::: Data extract

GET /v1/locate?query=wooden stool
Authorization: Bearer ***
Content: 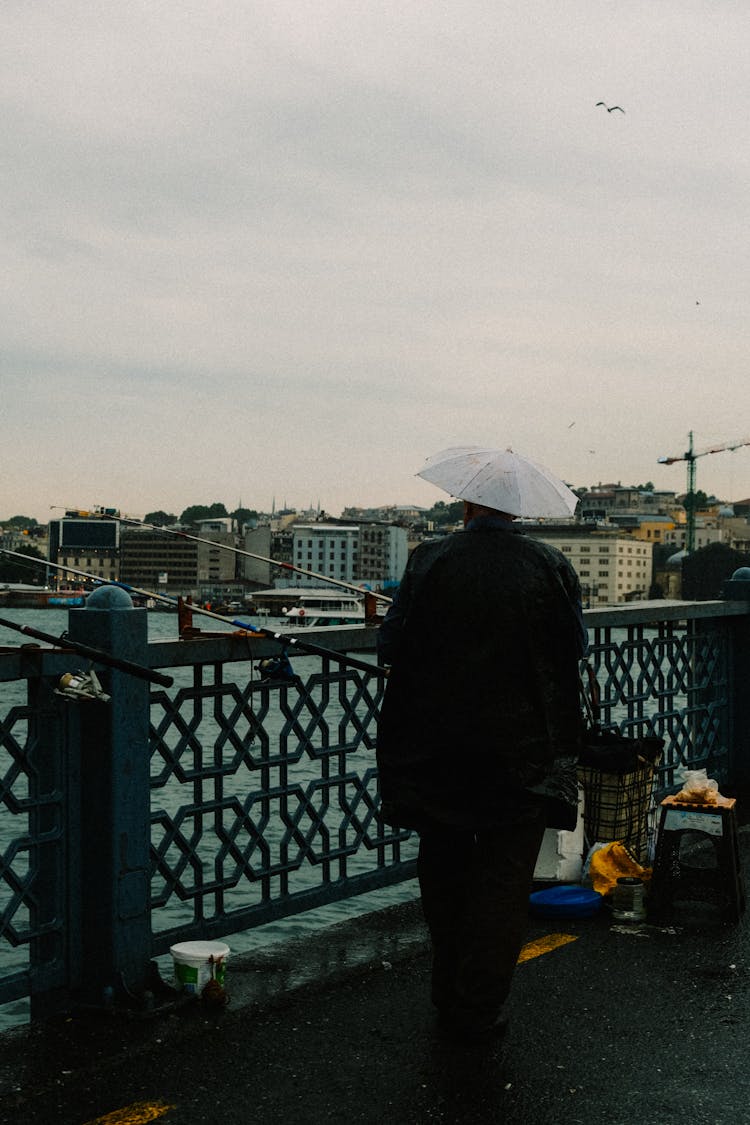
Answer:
[649,797,744,921]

::::::

### Aim
Copy out every line of the entries above word for word, leaving out the pictures.

### Task solution
GET /v1/locate?query=wooden stool
Authorization: Bearer ***
Content: 
Answer:
[649,797,744,921]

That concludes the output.